You have no doubt heard about the upcoming UCU strike action. Here are some of your questions answered. We will update this page with any new info during the strike period. (updated 21/02/2018)
Who are UCU and why are they striking?
UCU stands for the University and College Union, which represents over 110,000 academics, lecturers, trainers, instructors, researchers, managers, administrators, computer staff, librarians and postgraduates in universities, colleges, prisons, adult education and training organisations across the UK.
The dispute centres on UUK's (Universities UK) proposals to end the defined benefit element of the Universities Superannuation Scheme (USS) pension scheme. UCU says this would leave a typical lecturer almost £10,000 a year worse off in retirement than under the current set-up.
Who is the dispute between?
The dispute is not specific to Durham. It is a national dispute between UCU, (a Trade Union which represents academic and senior support staff) and USS (the principal and largest private pension scheme for universities and other higher education institutions in the UK). Negotiations have been taking place nationally.
When will the strikes take place?
UCU has written to the 61 universities to inform them of an escalating wave of strikes over a four-week period that will begin with a five-day walkout either side of a weekend. The strike dates are:
Week one: Thursday 22 and Friday 23 February (two days)
Week two: Monday 26, Tuesday 27 and Wednesday 28 February (three days)
Week three: Monday 5, Tuesday 6, Wednesday 7 and Thursday 8 March (four days)
Week four: Monday 12, Tuesday 13, Wednesday 14, Thursday 15 and Friday 16 March (five days)
What is the Durham SU policy on the strike action?
Read our policy blurb and find a link to the policy here.
What is Durham SU doing to support students during this period?

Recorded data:
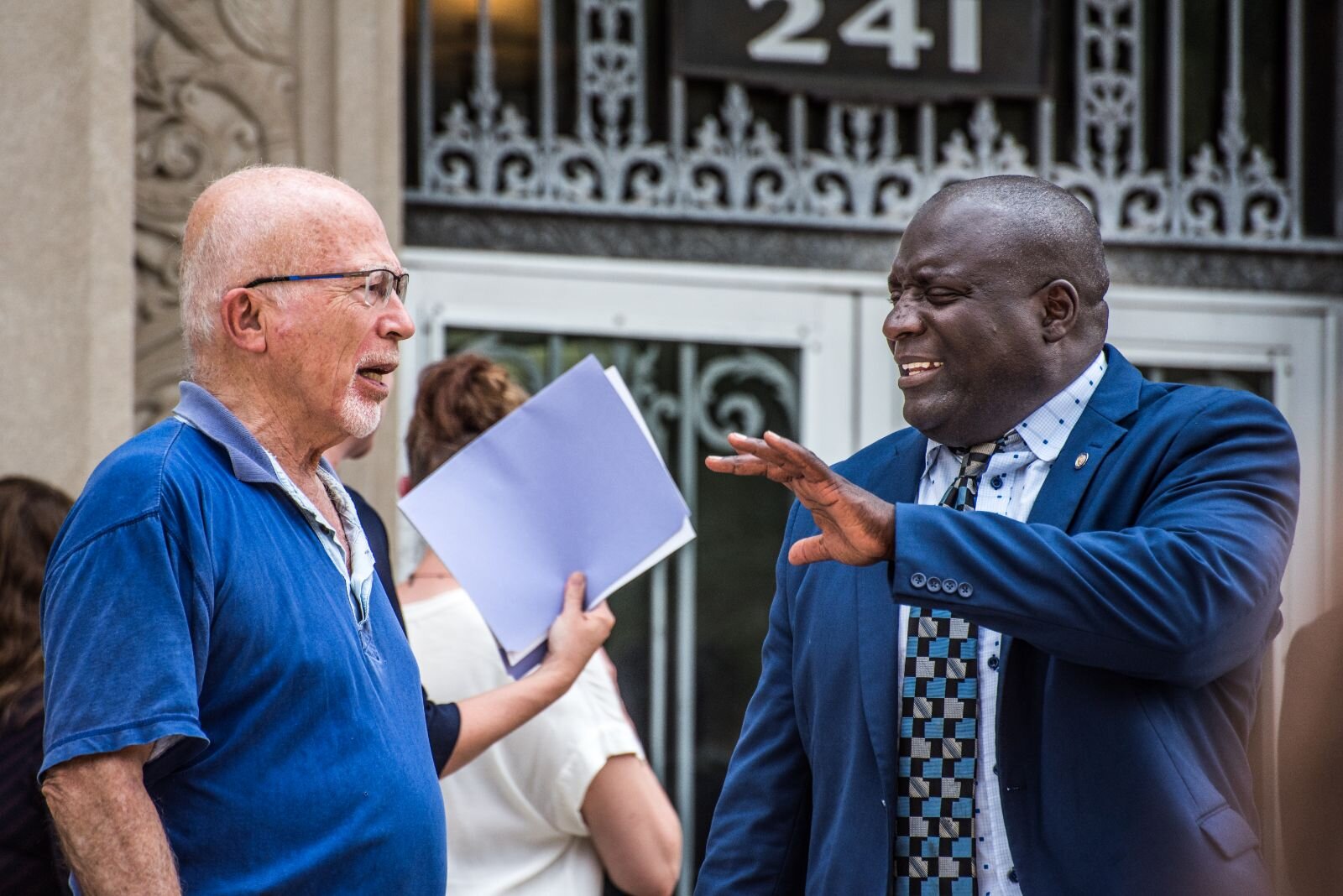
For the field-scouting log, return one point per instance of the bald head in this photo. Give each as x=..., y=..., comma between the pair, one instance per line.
x=1054, y=235
x=262, y=221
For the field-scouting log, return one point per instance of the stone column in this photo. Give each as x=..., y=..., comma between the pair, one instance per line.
x=225, y=85
x=67, y=287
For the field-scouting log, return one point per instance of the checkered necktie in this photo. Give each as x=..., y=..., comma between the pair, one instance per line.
x=935, y=806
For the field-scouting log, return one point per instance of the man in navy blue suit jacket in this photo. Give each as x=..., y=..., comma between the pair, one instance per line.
x=1130, y=611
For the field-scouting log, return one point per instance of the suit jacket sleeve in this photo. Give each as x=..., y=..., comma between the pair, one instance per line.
x=758, y=842
x=1185, y=593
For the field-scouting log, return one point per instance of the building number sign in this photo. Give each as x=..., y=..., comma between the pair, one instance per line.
x=884, y=49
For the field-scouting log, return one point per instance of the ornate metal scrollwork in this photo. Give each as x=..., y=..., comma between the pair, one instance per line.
x=736, y=165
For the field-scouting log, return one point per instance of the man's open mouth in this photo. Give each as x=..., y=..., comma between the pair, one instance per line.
x=376, y=372
x=919, y=367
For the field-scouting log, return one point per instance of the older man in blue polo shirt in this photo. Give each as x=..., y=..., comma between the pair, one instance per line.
x=232, y=707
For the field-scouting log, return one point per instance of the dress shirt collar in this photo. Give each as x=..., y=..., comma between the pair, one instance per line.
x=1047, y=428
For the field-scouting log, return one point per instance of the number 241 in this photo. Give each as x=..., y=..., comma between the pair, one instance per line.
x=899, y=34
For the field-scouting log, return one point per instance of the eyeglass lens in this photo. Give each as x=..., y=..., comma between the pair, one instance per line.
x=382, y=284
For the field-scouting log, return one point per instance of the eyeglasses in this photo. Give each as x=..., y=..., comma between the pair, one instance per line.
x=379, y=284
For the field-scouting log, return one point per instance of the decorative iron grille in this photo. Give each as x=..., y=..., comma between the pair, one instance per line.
x=1202, y=123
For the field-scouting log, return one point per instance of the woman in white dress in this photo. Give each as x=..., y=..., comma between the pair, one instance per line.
x=568, y=794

> **Exercise**
Pick up the students' union FAQ on the UCU strike right after its last line, and keep writing it from that point.

> **Result**
Durham SU president Megan Croll is in contact with both the Vice-Chancellor and Marek Szablewski, Vice-President of Durham UCU, to ensure students are communicated with regarding the strikes, and that their interests are taken into account. A statement from Marek will be read at Assembly on 8 February.
How will the strike affect students?
At Durham, 489 out of 853 UCU members took part in the ballot over strike action. 88.1% of those who voted supported strike action. Striking members of staff will not work on the striking dates. This means some of your lectures, seminars and other academic commitments may be cancelled.
Current advice from the University is that students act on the assumption that classes will be held as scheduled and that assessments can be submitted as usual. Some lecturers, however, may choose to inform their students individually that they are striking.
The Vice-Chancellor has also sent an email to students with the following affirmations:
On the 15 February, the University issued a statement expressing their inability to address the dispute internally and encouraging a return to discussions on a national level. They have also issued a policy explaining their procedures for mitigating disruption to students. You can find these both here. You may have already received specific communication from your department, but this information is intended to be a university-wide blanket policy.
If you feel work you have completed towards assessments has been seriously negatively impacted by the strike action, you can find information here about Academic Appeals and the Serious Adverse Circumstances form.
Durham SU will keep in contact with the University and UCU to keep students updated with any contingency plans or new information.
Will a list of cancelled classes be released?
The University cannot know which members of staff will be striking until it happens, so it will not be possible to collate a comprehensive list of cancelled classes. Certain striking members of staff, however, may choose to communicate personally to students that they are striking, so keep an eye on your emails.
Will I be able to hand in my dissertation?
Yes. We have been assured that departmental offices will be open for you to hand in your dissertation.
My studies are impacted by the strike, what can I do?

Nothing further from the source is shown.